→ Source passage:
───

He is part of the mental health gap action program [MHGAP], a world health organization [WHO] initiative to scale up services for mental, neurological and substance use disorders. The 5-year program, which is currently being piloted in the three districts of Kamuli, Jinjja and Kitgum is funded by World Vision and implemented by government.
‘’We are looking at scaling up access to mental, neurological and substance use disorders in Uganda by increasing capacity of health workers to handle and deal with mental health complications. We have trained district health workers in Kiboga, Kamuli and Kitgum, trained over 700 villages health teams plus the mental health patients them selves. You realize that all district hospitals nationwide have no specialized mental health units so we want to first of all create awareness about this and then create capacity for these centers to deal with mental health.’’ Says Suzan Akwii the World Vision Uganda MHGAP coordinator.
According to the ministry of health Principal medical officer for mental illness Dr. Sheila Ndyanabangi, specialized mental health units in Uganda are only at 13 regional referral hospitals but they lack adequate medical supplies for mental disorders. Because of this, all mental health patients have to be taken to Butabika
‘’We do not have enough psychiatrists in Uganda and that’s why we have decided that at the general hospital levels we will not build mental health units. What we are doing now is to see that at least each of these units can provide first aid for mental health disorders. Government is still short of finances to recruit occupational therapists for all its health centers so efforts from the private sector are highly needed.’’ Says Dr. Sheila Ndyanabangi.
Dr. Sheila adds that after the five-year pilot by World Vision, government should be able to adopt the program and implement it nationwide; following the successes the MHGAP will have realized on ground:
‘’Before MHGAP came, cases of mental illness where not being reported to hospitals but now because of the radio program campaigns, people are frequenting their patients to hospitals. Similarly the National medical stores in Kampala was not sending ample mental health drugs to district health center across the country but now every health center III is equipped with these drugs’’ Notes Dr Sheila.
Luckily for Tusabe and other patients in Kamuli, Kitgum and Jinjja, the program has pushed government to avail drugs to them at no cost though the injections are only administered at the regional hospitals. The question now unanswered is this, how is the situation in other districts?

───

→ Excerpted data:
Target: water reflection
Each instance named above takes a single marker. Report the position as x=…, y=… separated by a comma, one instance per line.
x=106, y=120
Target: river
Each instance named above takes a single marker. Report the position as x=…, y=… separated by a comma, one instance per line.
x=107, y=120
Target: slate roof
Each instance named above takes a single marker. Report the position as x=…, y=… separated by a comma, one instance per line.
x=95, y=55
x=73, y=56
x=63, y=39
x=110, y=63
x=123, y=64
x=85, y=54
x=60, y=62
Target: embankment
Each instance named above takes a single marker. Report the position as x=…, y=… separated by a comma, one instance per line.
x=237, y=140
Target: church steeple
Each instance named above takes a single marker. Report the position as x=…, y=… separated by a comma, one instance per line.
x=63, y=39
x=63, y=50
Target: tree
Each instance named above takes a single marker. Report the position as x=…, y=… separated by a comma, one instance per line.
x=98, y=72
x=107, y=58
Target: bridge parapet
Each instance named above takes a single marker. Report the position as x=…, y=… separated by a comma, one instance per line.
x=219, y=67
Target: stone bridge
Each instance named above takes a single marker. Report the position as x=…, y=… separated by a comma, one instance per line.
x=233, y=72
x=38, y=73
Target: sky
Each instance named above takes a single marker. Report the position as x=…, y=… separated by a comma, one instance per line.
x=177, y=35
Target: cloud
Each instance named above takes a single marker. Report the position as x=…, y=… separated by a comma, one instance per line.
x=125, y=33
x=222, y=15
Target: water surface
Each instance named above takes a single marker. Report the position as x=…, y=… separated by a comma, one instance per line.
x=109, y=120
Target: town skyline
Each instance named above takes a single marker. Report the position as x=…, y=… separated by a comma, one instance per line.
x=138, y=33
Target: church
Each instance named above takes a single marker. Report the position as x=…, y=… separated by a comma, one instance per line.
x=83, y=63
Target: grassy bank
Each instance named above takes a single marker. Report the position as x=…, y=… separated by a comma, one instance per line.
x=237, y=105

───

→ Tasks to perform:
1) According to the article on Uganda's mental health program, which organization funds the five-year MHGAP pilot?
2) In the article on Uganda's mental health program, rewrite the paragraph beginning "We do not have enough psychiatrists" more briefly, keeping its main facts.
3) In the article on Uganda's mental health program, update the passage starting at the words "He is part of" and ending after "implemented by government.", replacing "5-year" with "five-year".

→ Outputs for the tasks:
1) World Vision funds it.

2) Dr. Sheila Ndyanabangi says Uganda lacks enough psychiatrists, so mental health units will not be built at general hospitals. Instead, each unit should at least be able to provide first aid for mental health disorders. The government still cannot afford to recruit occupational therapists for all its health centers, so private-sector help is badly needed.

3)
He is part of the mental health gap action program [MHGAP], a world health organization [WHO] initiative to scale up services for mental, neurological and substance use disorders. The five-year program, which is currently being piloted in the three districts of Kamuli, Jinjja and Kitgum is funded by World Vision and implemented by government.